▶ _Arbeitsanweisung_
Gib jeden der folgenden Einträge Wort für Wort und ohne jede Änderung wieder.

+++ Datensätze +++

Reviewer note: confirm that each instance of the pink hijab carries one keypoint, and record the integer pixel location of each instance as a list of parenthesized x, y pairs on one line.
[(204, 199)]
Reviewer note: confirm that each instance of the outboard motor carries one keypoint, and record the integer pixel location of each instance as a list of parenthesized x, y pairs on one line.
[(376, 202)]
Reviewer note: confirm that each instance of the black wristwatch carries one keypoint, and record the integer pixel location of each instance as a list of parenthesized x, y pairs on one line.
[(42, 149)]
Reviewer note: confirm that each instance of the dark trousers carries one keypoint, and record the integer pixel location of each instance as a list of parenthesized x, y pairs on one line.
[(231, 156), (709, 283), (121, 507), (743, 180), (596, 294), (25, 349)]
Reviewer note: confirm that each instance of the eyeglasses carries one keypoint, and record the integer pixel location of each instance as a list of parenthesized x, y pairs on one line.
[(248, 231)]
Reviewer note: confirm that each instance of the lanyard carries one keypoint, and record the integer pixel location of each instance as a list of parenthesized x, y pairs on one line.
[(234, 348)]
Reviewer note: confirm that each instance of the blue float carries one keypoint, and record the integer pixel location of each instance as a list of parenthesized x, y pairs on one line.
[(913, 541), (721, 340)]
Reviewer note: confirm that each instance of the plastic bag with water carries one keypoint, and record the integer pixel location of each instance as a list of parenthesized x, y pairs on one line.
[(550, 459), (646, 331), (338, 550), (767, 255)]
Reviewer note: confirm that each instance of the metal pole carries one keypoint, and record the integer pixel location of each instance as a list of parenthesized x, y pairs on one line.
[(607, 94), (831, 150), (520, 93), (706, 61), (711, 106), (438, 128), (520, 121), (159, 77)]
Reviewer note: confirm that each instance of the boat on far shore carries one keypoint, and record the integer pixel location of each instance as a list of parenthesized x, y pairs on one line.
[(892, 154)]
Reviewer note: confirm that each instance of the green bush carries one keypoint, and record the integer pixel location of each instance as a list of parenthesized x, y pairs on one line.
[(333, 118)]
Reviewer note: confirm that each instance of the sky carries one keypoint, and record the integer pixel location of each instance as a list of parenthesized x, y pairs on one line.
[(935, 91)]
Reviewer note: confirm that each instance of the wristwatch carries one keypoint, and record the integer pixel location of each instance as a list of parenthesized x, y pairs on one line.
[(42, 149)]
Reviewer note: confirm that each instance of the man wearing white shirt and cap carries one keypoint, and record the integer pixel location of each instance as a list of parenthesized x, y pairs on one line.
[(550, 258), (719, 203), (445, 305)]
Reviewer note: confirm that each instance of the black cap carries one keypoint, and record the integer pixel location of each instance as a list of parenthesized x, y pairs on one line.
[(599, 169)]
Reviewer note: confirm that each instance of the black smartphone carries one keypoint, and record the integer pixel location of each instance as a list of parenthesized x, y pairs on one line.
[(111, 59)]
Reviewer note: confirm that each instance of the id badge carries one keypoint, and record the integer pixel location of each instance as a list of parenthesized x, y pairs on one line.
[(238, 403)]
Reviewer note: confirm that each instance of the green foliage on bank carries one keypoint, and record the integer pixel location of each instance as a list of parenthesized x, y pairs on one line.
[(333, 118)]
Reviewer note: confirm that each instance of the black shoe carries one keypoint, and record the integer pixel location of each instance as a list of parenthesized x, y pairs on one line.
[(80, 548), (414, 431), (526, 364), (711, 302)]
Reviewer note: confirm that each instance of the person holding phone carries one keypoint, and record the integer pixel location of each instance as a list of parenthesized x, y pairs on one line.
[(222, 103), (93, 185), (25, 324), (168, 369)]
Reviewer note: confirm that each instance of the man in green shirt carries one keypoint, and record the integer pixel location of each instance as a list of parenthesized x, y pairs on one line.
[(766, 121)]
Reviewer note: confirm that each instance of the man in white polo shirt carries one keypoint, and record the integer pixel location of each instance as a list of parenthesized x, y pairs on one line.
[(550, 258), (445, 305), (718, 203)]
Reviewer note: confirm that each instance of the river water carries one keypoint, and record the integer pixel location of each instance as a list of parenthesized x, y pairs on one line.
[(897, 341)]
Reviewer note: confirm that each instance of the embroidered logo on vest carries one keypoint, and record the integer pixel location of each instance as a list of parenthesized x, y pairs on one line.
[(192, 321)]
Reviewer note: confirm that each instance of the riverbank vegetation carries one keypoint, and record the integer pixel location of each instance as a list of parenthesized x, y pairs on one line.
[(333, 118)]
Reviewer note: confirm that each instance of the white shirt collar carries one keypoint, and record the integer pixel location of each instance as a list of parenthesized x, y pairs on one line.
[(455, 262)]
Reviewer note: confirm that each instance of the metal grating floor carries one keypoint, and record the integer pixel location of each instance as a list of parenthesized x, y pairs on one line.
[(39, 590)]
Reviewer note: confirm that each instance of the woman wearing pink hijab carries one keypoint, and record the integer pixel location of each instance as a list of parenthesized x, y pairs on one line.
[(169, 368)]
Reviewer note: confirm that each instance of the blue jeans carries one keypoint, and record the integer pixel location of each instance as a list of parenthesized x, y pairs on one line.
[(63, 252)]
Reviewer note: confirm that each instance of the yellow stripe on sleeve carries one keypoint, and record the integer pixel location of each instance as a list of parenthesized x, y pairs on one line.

+++

▶ _Lösung der Übung_
Reviewer note: confirm that each instance of the pink hijab carries one keypoint, and record the integer pixel location of each instance as a list of parenthesized x, y pairs on one line.
[(204, 199)]
Reviewer note: confirm that each instance of the outboard motor carries one keypoint, and record the integer pixel location of each instance as a list of parenthesized x, y pairs on one line.
[(376, 202)]
Reviewer note: confirm that each instance of the black wristwatch carries one keypoint, and record the integer pixel location of each instance as a list of parenthesized x, y pairs on one line.
[(42, 149)]
Reviewer note: confirm that each instance of the dark trousers carries one keypoint, and record the integer pixel location of each instance as a list of parenthesized x, y pairs on one line.
[(231, 156), (709, 283), (121, 507), (743, 180), (596, 294), (25, 349)]
Reviewer note: confirm that each instance of the eyeglasses carries one keypoint, and record the integer pixel location of each instance as a list of parenthesized x, y pairs on one line.
[(248, 231)]
Reviewer note: confirm that each instance of the lanyard carries one keypoint, and record the integer pixel location of each instance as a list of parenthesized x, y pairs on one line.
[(234, 348)]
Reviewer note: confirm that each instance of the blue float carries one keypoint, and record the integer pixel location of each instance as a list of parenthesized x, y pairs on one line.
[(913, 541), (721, 340)]
Reviewer note: confirm that each instance of the plastic bag with water carries one keypoint, and record the integer pixel location of each instance as a list of parenthesized x, y pairs on one line.
[(550, 459), (646, 331), (338, 550), (767, 255)]
Reviewer note: confirm that each instance of the metal pole carries one keypoint, and record the integer pixel location of each instance as a list of parenthesized x, y pairs on one line.
[(607, 94), (831, 150), (520, 93), (706, 61), (711, 106), (438, 128), (520, 121), (159, 77)]
Reviewer note: confirm that each instance of the boat on far shore carries one keypoint, and record the integer pixel location of each instance as a list of parenthesized x, y pairs on one line.
[(892, 154)]
Reviewer note: confirm that each instance of the green bush carries one keypoint, and record the integer pixel location of each instance as a list of parenthesized x, y pairs on one line.
[(333, 118)]
Reviewer note: confirm that each instance of the sky carries one keypoint, and record the integer pixel location of each instance as a list of parenthesized x, y pairs on one line.
[(935, 91)]
Reviewer note: confirm that each instance of the wristwatch carries one keypoint, and record the integer pixel location of each instance as a list of parenthesized x, y pairs on one line.
[(42, 149)]
Reviewer note: confirm that each instance of the man wearing white shirt and cap carries one keypoint, and record the integer pixel location of each instance as a list of parenthesized x, y pairs on one line.
[(550, 258), (719, 203), (445, 305)]
Reviewer note: confirm that each instance of the black cap carries one keypoint, and record the integer pixel location of each instance as a list of parenthesized x, y pairs on one line.
[(599, 169)]
Reviewer note: confirm that each instance of the black smartphone carries one keypoint, and record the integer pixel location of each instance as a list of parenthesized x, y pairs on one line.
[(111, 59)]
Reviewer note: confirm that each instance of the id badge carries one keypoint, and record the integer pixel location of each instance as a list of parenthesized x, y pairs on one line.
[(238, 403)]
Reviewer note: confirm that each instance of the green foliage on bank carries one keypoint, and record the integer pixel location of each instance as a list of parenthesized x, y pairs on one line.
[(333, 118)]
Reviewer note: confirm that each instance of the black shoe carries one keypoint, and record the integer pixel location of each instance as a list of parenthesized x, y pairs on one line.
[(80, 548), (414, 431), (526, 364), (711, 302)]
Reviewer note: confirm that each instance of the person holding phone carries one keypoint, and record the integer pixel location of each instance as a list of parenthesized x, y pairs on one line.
[(222, 103), (93, 185), (25, 324), (168, 369)]
Reviewer note: confirm that each instance of the man in green shirt carries one keypoint, and record the integer pixel location of each instance as a list of parenthesized x, y pairs on one line.
[(766, 121)]
Reviewer note: confirm that each instance of the man in white polo shirt carries one keypoint, and record the integer pixel location of each instance as a list of parenthesized x, y pairs on one line.
[(550, 258), (445, 305), (718, 203)]
Reviewer note: confirm that each instance of the river water carries one keypoint, and record the integer pixel location of each instance as a list of parenthesized x, y pairs on one line.
[(897, 341)]
Reviewer note: confirm that each instance of the embroidered logo on vest carries one keypoint, and record the integer pixel location of each instance as a list of parenthesized x, y pairs on one line.
[(192, 321)]
Reviewer note: confirm that each instance of the riverbank vegetation carries one keypoint, and record the integer pixel location of each instance as a list of parenthesized x, y pairs on one line.
[(333, 118)]
Reviewer note: confirm that each instance of the white shirt collar carries one keypoint, and record the integer pixel location of each instance as a list of parenthesized x, y pairs on one line.
[(455, 262)]
Reviewer note: confirm that each instance of the metal grating floor carries one keypoint, and record the integer pixel location of each instance as a list of parenthesized x, y pairs on one line.
[(39, 590)]
Reviewer note: confirm that each instance of the woman wearing pink hijab carries one keypoint, and record the integer pixel location of each instance as a list of parenthesized x, y pairs on one line.
[(169, 368)]
Reviewer note: confirm that each instance of the blue jeans carries one keypoint, and record the integer pixel location of each instance as a list of parenthesized x, y pairs on one line.
[(63, 252)]
Reviewer note: confirm that each instance of the yellow stripe on sleeve carries one keypoint, and record the integer pixel location of each instance as a list of parenthesized x, y pairs on one line.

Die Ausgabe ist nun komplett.